Parts of the exercise
[a] Reproduce the stretch from "In this interview with Paris Stachtiaris and John Di Maio that" through "album, and much more." in the passage on Monkee Business Fanzine and Chip Douglas.
[b] Answer these questions using the passage on Monkee Business Fanzine and Chip Douglas:
(i) During which years was Monkee Business Fanzine published?
(ii) What two groups did Chip Douglas formerly belong to?
(iii) On which dates did the interview with Chip air on The Monkees Hour?
[c] Write the next part of the passage on Monkee Business Fanzine and Chip Douglas, picking up after its final sentence.

Passage provided
++++++++

Monkee Business Fanzine was a quarterly publication that featured all the latest about The Monkees and their individual careers, as well as original articles, classified listings, and much more. It was published by editor Maggie McManus from 1977-2002. Each member of The Monkees would speak personally to Maggie, making it the most reputable source for Monkees information, before and after the 1986 revival of the group. By the early 2000s, the rise and rapid spread of the World Wide Web helped make publications like MBF become defunct.
In this interview with Paris Stachtiaris and John Di Maio, Maggie talks about the birth of MBF, her assessment of The Monkees' legacy, the fractured relationship between the group and MTV that had occurred at the time of this 1987 interview, and more.
Chip Douglas produced some of The Monkees' greatest recorded output, including the albums Headquarters and Pisces, Aquarius, Capricorn & Jones Ltd., along with the singles "Daydream Believer" and "Pleasant Valley Sunday." Chip is also a former member of The Turtles and the Modern Folk Quartet.
In this interview with Paris Stachtiaris and John Di Maio that was aired on The Monkees Hour on December 5 and 12, 1987, Chip discusses a multitude of topics, including his work with The Monkees in 1967, the 1976 Christmas single, Don Kirshner, his thoughts on the Pool It! album, and much more.
Chip guested on the program once again in 1988, and that interview will be posted at a later date.

++++++++

Data shown
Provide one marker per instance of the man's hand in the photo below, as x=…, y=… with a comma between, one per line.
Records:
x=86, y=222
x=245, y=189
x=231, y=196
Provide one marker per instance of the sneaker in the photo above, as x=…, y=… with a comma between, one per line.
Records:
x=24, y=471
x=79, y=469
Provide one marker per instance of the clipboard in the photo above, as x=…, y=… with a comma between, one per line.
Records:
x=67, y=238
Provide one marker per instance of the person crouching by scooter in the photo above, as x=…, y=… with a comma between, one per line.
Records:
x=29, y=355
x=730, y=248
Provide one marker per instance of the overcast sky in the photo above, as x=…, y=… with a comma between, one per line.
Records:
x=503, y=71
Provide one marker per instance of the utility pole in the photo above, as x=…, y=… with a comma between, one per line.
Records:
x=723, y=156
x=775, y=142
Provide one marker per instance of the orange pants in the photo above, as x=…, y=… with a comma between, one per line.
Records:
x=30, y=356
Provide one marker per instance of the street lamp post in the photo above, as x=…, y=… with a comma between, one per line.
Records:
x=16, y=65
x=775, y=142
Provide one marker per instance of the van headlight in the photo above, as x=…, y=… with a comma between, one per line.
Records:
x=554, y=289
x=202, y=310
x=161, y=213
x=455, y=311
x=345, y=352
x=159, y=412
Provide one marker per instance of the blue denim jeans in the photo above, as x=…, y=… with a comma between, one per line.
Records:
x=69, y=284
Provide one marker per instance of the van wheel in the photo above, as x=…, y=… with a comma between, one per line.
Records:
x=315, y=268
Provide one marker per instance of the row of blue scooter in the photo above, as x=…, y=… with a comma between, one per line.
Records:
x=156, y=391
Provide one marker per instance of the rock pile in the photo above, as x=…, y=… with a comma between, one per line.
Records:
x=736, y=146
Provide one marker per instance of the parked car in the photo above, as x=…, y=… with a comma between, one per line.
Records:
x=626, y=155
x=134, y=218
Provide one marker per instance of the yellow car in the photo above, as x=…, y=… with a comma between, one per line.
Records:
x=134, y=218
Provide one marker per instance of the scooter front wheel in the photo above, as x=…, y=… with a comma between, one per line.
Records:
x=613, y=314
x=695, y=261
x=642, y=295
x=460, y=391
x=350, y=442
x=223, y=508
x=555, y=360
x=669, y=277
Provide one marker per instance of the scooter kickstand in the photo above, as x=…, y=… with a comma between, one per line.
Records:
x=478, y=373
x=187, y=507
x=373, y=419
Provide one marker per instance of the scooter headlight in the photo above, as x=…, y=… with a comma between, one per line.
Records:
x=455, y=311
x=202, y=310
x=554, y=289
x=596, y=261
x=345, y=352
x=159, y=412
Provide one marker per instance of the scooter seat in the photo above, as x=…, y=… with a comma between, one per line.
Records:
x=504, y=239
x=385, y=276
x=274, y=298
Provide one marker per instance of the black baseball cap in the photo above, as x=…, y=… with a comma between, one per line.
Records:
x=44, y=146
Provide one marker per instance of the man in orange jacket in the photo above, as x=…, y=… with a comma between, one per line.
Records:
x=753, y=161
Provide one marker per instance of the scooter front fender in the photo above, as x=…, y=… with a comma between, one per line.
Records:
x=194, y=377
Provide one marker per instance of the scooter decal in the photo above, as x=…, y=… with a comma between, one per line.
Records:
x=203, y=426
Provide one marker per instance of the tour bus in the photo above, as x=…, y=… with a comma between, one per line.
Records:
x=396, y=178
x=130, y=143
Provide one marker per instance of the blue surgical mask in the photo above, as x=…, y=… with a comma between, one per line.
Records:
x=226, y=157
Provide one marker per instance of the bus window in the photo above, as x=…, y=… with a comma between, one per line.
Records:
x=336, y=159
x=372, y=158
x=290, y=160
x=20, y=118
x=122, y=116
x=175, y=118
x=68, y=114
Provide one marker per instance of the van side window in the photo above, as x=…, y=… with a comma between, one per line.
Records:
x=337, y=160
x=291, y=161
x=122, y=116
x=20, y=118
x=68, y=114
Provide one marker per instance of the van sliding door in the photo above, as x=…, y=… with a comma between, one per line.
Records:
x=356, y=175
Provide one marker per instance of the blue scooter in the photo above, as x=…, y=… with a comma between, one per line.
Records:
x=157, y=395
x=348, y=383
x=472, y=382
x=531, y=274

++++++++

Results
[a]
In this interview with Paris Stachtiaris and John Di Maio that was aired on The Monkees Hour on December 5 and 12, 1987, Chip discusses a multitude of topics, including his work with The Monkees in 1967, the 1976 Christmas single, Don Kirshner, his thoughts on the Pool It! album, and much more.

[b]
(i) 1977-2002
(ii) The Turtles and the Modern Folk Quartet
(iii) December 5 and 12, 1987

[c]
Hank Cicalo has enjoyed a career as a recording engineer for the last fifty years. Among the artists recorded by Cicalo are The Monkees, Carole King, Barbra Streisand, and George Harrison.
Hank engineered all or parts of Monkees albums beginning with their debut LP and concluding with 1969's The Monkees Present. He was also the engineer for Michael's first solo effort, The Wichita Train Whistle Sings. In the summer of 1967, Hank recorded three Monkees concerts that were finally released on two different collections in 1987 and 2001.
In this interview that originally aired in 1990 on the Headquarters radio program, you will hear Hank recall his days with The Monkees, including how he ended up with the songwriting credit for "No Time" and the high stakes sessions for Headquarters.
Bassist Bobby Dick was a member of the 1960s music group, The Sundowners, who opened for The Monkees (along with Jimi Hendrix and Lynne Randell) on their 1967 summer tour. In this two-part interview from the Headquarters radio program (originally airing on August 18 and September 1, 1988), Bobby talks about his days with The Sundowners, touring with Jimi Hendrix, and what it was like being on the road with The Monkees in 1967.
Dave Evans was a screenwriter on The Monkees television series. He is responsible for the episodes "Your Friendly Neighborhood Kidnappers," "Don't Look a Gift Horse in the Mouth," "Too Many Girls," "I Was a Teenage Monster," "Find The Monkees," "Alias Micky Dolenz," "The Christmas Show," and "Monkees Race Again." He also co-wrote "The Frodis Caper" with Micky Dolenz.
Dave started his career as a greeting card writer. He was a staff writer for The Monkees the year the show won the Emmy Award for Best Comedy in 1967. He also penned the premiere episode of The Bill Cosby Show, was involved with Laugh-In, and wrote extensively for Love American Style.
A special passion of Dave's is writing for animation. He was a staff writer for Bullwinkle producer Jay Ward, and though not involved with the Bullwinkle show itself, he worked to develop new animation projects for the studio. One of his credits includes being part of the team that created the Cap'n Crunch cereal concept and name.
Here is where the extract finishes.